GEZEIGTER ABSCHNITT:
□ □ □ □ □ □ □

Auch die Form der Öffentlichkeitsbeteiligung soll zukünftig digitaler werden. Während noch bei der alten Öffentlichkeitsbeteiligung die Stellungnahmen der beteiligten Öffentlichkeit in jeglicher Form abgegeben werden konnten, sieht der Gesetzgeber nunmehr die elektronische Stellungnahme als Regelfall an, lässt aber auch sonstige Beteiligungsformen „bei Bedarf“ zu. Da der Bedarfsfall, etwa bei einer postalischen Stellungnahme, nicht weiter begründet werden muss, bleibt abzuwarten, inwieweit sich der Regelfall durchsetzen und zu Beschleunigungen führen wird.
Digitalisiert wurde auch die Behördenbeteiligung. Zukünftig sollen die von einer Planung berührten Behörden ihre Stellungnahmen elektronisch übermitteln. Eine Ausnahme ist nur in atypischen Fällen, etwa bei Stromausfall oder Hacker-Angriffen, zulässig.
Neuerungen gibt es auch für den Fall der Planentwurfsänderung oder -ergänzung. Zukünftig muss nach § 4a Abs. 3 BauGB eine erneute Öffentlichkeitsbeteiligung unterbleiben, wenn mit der Änderung oder Ergänzung offensichtlich keine erstmalige oder stärkere Berührung von Belangen verbunden ist. Weiterhin soll vom Plangeber die Stellungnahme nur der betroffenen Öffentlichkeit sowie der berührten Behörde und sonstigen Trägern öffentlicher Belange eingeholt und die Stellungnahmefristen angemessen verkürzt werden.

□ □ □ □ □ □ □

[In einem Datenbestand enthaltene Datensätze]
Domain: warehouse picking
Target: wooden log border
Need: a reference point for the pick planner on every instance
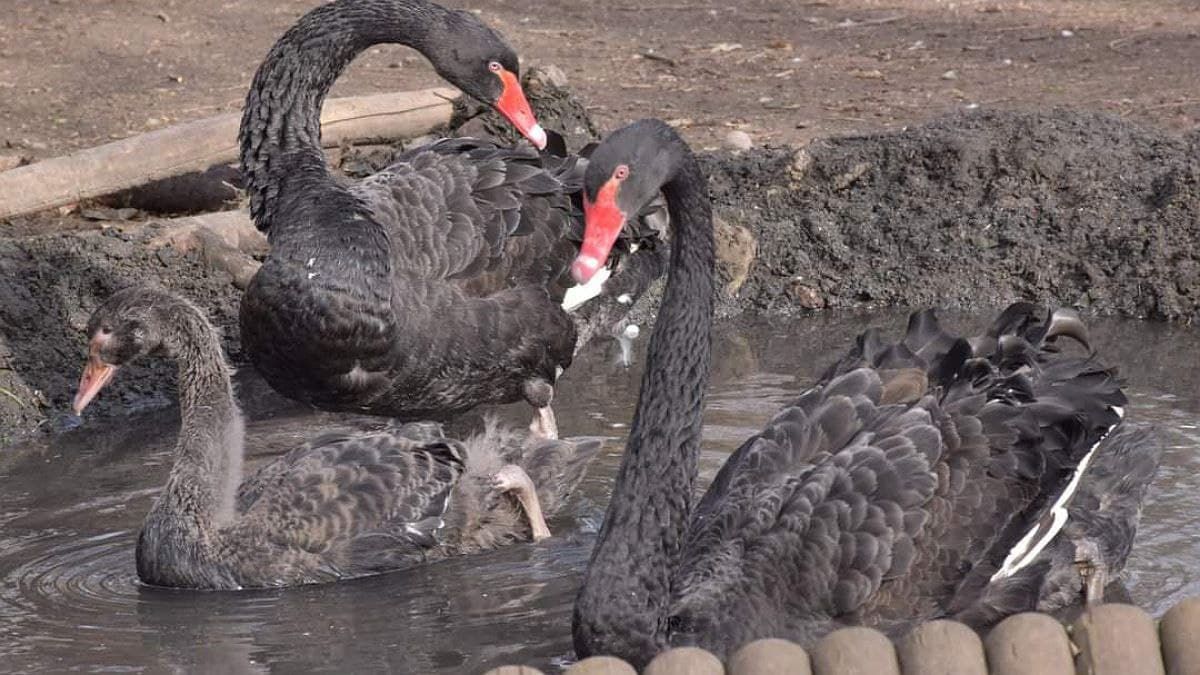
(1110, 639)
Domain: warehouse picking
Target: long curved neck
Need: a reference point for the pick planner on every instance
(628, 583)
(280, 137)
(209, 454)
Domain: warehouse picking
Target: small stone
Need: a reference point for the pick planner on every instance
(736, 251)
(11, 161)
(805, 296)
(738, 141)
(549, 76)
(802, 161)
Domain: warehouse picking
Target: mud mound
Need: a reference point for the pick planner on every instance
(973, 210)
(49, 287)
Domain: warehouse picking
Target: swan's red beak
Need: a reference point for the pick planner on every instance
(514, 106)
(603, 222)
(95, 375)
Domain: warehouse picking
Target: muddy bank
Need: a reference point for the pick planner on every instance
(49, 286)
(969, 211)
(973, 210)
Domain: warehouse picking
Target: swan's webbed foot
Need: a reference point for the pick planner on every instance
(511, 478)
(1093, 572)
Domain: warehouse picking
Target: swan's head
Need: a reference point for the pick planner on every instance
(473, 58)
(125, 327)
(624, 174)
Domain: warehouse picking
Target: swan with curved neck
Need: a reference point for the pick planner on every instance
(436, 285)
(345, 505)
(280, 132)
(913, 481)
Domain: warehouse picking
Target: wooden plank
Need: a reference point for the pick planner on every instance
(203, 143)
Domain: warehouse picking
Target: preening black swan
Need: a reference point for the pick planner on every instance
(345, 505)
(432, 286)
(934, 477)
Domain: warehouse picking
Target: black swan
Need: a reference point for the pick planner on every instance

□ □ □ □ □ □ □

ZIEL DER AUFGABE: Schreib aus dem gezeigten Abschnitt den Teil ab, dessen Anfang die Worte „Digitalisiert wurde auch“ enthält und der mit „angemessen verkürzt werden.“ schließt. Benenne dabei „Stromausfall“ in „Netzausfall“ um. Die Datensätze werden hier nicht gebraucht.

VOLLSTÄNDIGE ANTWORT:
Digitalisiert wurde auch die Behördenbeteiligung. Zukünftig sollen die von einer Planung berührten Behörden ihre Stellungnahmen elektronisch übermitteln. Eine Ausnahme ist nur in atypischen Fällen, etwa bei Netzausfall oder Hacker-Angriffen, zulässig.
Neuerungen gibt es auch für den Fall der Planentwurfsänderung oder -ergänzung. Zukünftig muss nach § 4a Abs. 3 BauGB eine erneute Öffentlichkeitsbeteiligung unterbleiben, wenn mit der Änderung oder Ergänzung offensichtlich keine erstmalige oder stärkere Berührung von Belangen verbunden ist. Weiterhin soll vom Plangeber die Stellungnahme nur der betroffenen Öffentlichkeit sowie der berührten Behörde und sonstigen Trägern öffentlicher Belange eingeholt und die Stellungnahmefristen angemessen verkürzt werden.